*** Texto del ejercicio ***

Días de hipocresía
El mundo avanza en una dirección rara. Si no naufraga, hace aguas y Ágatha Ruiz de la Prada parece un salvavidas
Si hay alguien que está gestionando bien algo, esa es Ágatha Ruiz de la Prada. Tras la alocada experiencia en pos de una vacuna posmatrimonial que pudo ser su relación con Luismi, la diseñadora vuelve a intentarlo con otro Luis, más joven y probablemente más mundano, con el que se ve estupenda paseando en la ciudad con una mascarilla diseñada por ella. Un mensaje perfecto: afrontar la nueva realidad con una nueva historia de amor. Y un nuevo diseño.
Mientras, en el Congreso, se reproduce la crispación que se diseña y explota en Sálvame. En el programa de Telecinco se ha abierto una crisis de colaboradores, muy polarizados y enfrentadísimos entre sí, donde son ellos mismos quienes ocupan el centro, bronco y sentimental, del debate. Deberían convocar a Ágatha para que les tranquilice con su mascarilla mágica.

*** Datos extraídos ***

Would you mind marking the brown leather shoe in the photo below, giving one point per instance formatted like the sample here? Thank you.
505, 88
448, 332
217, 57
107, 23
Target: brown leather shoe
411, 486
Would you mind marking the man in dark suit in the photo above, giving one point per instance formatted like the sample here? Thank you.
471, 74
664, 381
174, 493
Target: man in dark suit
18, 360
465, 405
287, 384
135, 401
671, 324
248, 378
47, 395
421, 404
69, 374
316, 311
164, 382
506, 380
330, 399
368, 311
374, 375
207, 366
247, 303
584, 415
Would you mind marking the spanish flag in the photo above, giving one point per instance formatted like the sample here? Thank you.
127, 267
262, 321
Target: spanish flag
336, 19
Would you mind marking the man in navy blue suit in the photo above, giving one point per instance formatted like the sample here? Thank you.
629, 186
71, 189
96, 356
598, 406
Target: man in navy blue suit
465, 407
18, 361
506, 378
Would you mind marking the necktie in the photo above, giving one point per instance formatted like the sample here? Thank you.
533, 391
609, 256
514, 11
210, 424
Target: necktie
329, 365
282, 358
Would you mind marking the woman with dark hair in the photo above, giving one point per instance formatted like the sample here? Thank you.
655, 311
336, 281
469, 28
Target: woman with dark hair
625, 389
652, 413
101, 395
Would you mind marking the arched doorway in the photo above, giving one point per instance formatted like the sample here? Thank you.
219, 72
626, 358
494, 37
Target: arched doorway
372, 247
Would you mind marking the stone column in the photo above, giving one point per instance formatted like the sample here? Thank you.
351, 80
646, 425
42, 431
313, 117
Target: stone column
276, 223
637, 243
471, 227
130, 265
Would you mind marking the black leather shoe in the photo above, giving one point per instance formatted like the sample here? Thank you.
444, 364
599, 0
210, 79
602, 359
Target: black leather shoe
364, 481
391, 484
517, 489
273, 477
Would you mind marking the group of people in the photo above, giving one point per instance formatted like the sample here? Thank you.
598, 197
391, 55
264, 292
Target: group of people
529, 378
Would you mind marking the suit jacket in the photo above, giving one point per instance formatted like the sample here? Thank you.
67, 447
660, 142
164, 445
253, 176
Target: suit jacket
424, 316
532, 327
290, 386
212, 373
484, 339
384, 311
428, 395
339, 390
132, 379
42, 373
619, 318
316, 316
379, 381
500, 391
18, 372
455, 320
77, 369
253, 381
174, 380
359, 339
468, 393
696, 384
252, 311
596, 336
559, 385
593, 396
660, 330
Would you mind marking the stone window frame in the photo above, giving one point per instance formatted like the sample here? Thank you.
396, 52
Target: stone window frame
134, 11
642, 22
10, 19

***

§ Ejercicios propuestos
1. Enumera, una sola vez cada una, todas las personas que se mencionan por su nombre en el texto del ejercicio.
2. Según el texto del ejercicio, ¿en qué programa de televisión se ha abierto una crisis de colaboradores y en qué cadena se emite?
3. Devuelve sin ningún cambio todo lo que va en el texto del ejercicio desde "Mientras, en el" hasta "su mascarilla mágica.".

§ Respuestas esperadas
1. Ágatha Ruiz de la Prada, Luismi, Luis

2. En Sálvame, un programa de Telecinco.

3.
Mientras, en el Congreso, se reproduce la crispación que se diseña y explota en Sálvame. En el programa de Telecinco se ha abierto una crisis de colaboradores, muy polarizados y enfrentadísimos entre sí, donde son ellos mismos quienes ocupan el centro, bronco y sentimental, del debate. Deberían convocar a Ágatha para que les tranquilice con su mascarilla mágica.